_Work order_.
The expected output is every entry, repeated exactly.

(The input begins)

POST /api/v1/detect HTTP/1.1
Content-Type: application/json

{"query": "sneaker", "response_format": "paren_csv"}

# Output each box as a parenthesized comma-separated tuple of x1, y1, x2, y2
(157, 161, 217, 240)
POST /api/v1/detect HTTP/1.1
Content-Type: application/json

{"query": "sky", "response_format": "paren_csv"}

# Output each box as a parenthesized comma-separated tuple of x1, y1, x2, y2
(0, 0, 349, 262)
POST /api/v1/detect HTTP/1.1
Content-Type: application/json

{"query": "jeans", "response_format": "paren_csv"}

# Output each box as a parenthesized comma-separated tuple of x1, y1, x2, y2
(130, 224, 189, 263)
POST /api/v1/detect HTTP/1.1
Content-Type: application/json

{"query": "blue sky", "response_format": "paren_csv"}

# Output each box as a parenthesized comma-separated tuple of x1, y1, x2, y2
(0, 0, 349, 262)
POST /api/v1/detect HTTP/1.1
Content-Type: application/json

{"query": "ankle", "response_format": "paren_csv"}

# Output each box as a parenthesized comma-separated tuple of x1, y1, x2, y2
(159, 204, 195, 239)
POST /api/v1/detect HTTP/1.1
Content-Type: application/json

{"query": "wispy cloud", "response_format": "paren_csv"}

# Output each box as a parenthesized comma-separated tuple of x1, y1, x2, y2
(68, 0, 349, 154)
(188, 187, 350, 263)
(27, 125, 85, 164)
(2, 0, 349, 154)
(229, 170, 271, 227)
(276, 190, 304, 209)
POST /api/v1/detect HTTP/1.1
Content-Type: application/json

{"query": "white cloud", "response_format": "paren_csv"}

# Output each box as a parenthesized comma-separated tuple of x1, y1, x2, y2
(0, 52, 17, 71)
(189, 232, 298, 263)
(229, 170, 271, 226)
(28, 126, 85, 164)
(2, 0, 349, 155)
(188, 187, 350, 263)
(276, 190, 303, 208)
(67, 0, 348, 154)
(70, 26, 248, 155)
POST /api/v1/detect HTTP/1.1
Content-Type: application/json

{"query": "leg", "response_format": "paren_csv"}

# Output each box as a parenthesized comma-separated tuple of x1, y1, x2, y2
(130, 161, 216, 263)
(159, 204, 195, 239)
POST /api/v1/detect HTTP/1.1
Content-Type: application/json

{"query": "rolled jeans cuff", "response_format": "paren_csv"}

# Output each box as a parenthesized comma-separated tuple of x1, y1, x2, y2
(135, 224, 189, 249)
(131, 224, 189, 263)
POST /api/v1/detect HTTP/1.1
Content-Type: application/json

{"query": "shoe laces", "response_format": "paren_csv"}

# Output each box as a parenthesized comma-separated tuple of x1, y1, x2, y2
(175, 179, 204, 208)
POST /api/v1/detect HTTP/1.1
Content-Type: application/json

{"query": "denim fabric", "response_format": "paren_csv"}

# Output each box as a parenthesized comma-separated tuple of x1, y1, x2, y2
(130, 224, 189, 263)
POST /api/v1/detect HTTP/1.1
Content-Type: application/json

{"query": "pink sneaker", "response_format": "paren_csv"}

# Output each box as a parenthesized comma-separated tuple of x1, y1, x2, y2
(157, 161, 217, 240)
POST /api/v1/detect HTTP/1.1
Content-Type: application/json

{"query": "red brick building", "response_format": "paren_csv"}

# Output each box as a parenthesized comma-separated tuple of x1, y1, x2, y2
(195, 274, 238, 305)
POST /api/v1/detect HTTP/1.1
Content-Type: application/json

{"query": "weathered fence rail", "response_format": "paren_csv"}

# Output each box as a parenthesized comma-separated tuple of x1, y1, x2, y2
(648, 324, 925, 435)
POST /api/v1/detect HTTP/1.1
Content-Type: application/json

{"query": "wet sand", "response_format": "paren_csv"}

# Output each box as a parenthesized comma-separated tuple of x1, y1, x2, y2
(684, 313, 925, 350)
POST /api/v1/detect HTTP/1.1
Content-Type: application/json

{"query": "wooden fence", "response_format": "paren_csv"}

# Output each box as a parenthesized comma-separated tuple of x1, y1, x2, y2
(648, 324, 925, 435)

(The input ends)

_Finished exercise_.
POST /api/v1/detect HTTP/1.1
Content-Type: application/json

{"query": "sneaker", "response_format": "paren_csv"}

# Output each box as a parenthesized comma-separated tuple of x1, y1, x2, y2
(157, 161, 217, 240)
POST /api/v1/detect HTTP/1.1
Content-Type: application/json

{"query": "sky", "response_format": "paren_csv"}

# Output each box as a parenthesized comma-separated tuple of x1, y1, x2, y2
(0, 0, 349, 262)
POST /api/v1/detect HTTP/1.1
Content-Type: application/json

{"query": "jeans", "response_format": "paren_csv"}

# Output each box as a parenthesized comma-separated tuple of x1, y1, x2, y2
(130, 224, 189, 263)
POST /api/v1/detect HTTP/1.1
Content-Type: application/json

{"query": "blue sky", "response_format": "paren_csv"}

# Output each box as a parenthesized comma-separated tuple of x1, y1, x2, y2
(0, 0, 349, 262)
POST /api/v1/detect HTTP/1.1
Content-Type: application/json

{"query": "ankle", "response_format": "paren_csv"}

# Output each box as a parenthesized comma-separated tuple of x1, y1, x2, y2
(159, 204, 195, 239)
POST /api/v1/detect HTTP/1.1
Content-Type: application/json

{"query": "wispy cloud", "response_format": "paren_csv"}

# Output each box as a parenthesized comma-separated tuple of x1, y1, x2, y2
(68, 0, 349, 154)
(188, 187, 350, 263)
(27, 125, 85, 164)
(2, 0, 349, 154)
(229, 170, 271, 227)
(276, 190, 304, 209)
POST /api/v1/detect HTTP/1.1
Content-Type: application/json

{"query": "white cloud", "response_format": "paren_csv"}

# Output each box as a parenthesized comma-separated tuple of x1, y1, x2, y2
(0, 52, 17, 71)
(189, 232, 298, 263)
(229, 170, 271, 226)
(28, 126, 85, 164)
(2, 0, 349, 155)
(188, 187, 350, 263)
(276, 190, 303, 208)
(67, 0, 348, 154)
(70, 26, 248, 155)
POST /api/v1/detect HTTP/1.1
Content-Type: application/json

{"query": "leg", "response_format": "paren_csv"}

# Output each box as a parenthesized comma-separated tuple of x1, y1, x2, y2
(130, 161, 216, 263)
(159, 204, 195, 239)
POST /api/v1/detect HTTP/1.1
Content-Type: application/json

{"query": "rolled jeans cuff", "response_format": "paren_csv"}

# Output each box as a parenthesized comma-separated tuple of x1, y1, x2, y2
(135, 224, 189, 249)
(131, 224, 189, 263)
POST /api/v1/detect HTTP/1.1
Content-Type: application/json

{"query": "shoe laces", "response_format": "paren_csv"}

# Output each box as a parenthesized comma-separated tuple of x1, y1, x2, y2
(175, 179, 204, 208)
POST /api/v1/detect HTTP/1.1
Content-Type: application/json

{"query": "denim fabric", "response_format": "paren_csv"}

# Output each box as a parenthesized comma-separated tuple of x1, y1, x2, y2
(130, 224, 189, 263)
POST /api/v1/detect HTTP/1.1
Content-Type: application/json

{"query": "pink sneaker", "response_format": "paren_csv"}

# Output each box as a parenthesized comma-separated tuple of x1, y1, x2, y2
(157, 161, 217, 240)
POST /api/v1/detect HTTP/1.1
Content-Type: application/json

{"query": "red brick building", "response_format": "paren_csv"}

# Output each box as a parenthesized comma-separated tuple of x1, y1, x2, y2
(195, 274, 238, 305)
POST /api/v1/detect HTTP/1.1
Content-Type: application/json

{"query": "weathered fence rail", "response_format": "paren_csv"}

# Output each box as a parenthesized comma-separated tuple of x1, y1, x2, y2
(648, 324, 925, 435)
POST /api/v1/detect HTTP/1.1
Content-Type: application/json

{"query": "wet sand", "response_format": "paren_csv"}

# Output each box as a parenthesized comma-separated tuple of x1, y1, x2, y2
(684, 313, 925, 350)
POST /api/v1/detect HTTP/1.1
Content-Type: application/json

{"query": "wooden fence", "response_format": "paren_csv"}

# Output each box as a parenthesized comma-separated tuple of x1, y1, x2, y2
(648, 324, 925, 435)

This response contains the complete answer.